- Goal of the exercise:
Your task is to reproduce exactly the lines from the line with "M 243 112 L" through the end of the records below.

- Saved entries:
....................

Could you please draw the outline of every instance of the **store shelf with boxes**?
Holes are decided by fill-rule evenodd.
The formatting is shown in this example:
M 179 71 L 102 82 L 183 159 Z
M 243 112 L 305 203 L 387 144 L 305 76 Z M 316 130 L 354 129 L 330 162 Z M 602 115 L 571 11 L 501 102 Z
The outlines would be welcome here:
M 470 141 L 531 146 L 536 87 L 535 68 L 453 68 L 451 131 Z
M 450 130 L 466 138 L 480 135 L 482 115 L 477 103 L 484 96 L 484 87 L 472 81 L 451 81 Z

....................

- Task solution:
M 243 112 L 305 203 L 387 144 L 305 76 Z M 316 130 L 354 129 L 330 162 Z M 602 115 L 571 11 L 501 102 Z
The outlines would be welcome here:
M 470 141 L 531 146 L 536 87 L 535 68 L 453 68 L 451 131 Z
M 450 130 L 466 138 L 480 135 L 482 115 L 477 103 L 484 96 L 484 87 L 472 81 L 451 81 Z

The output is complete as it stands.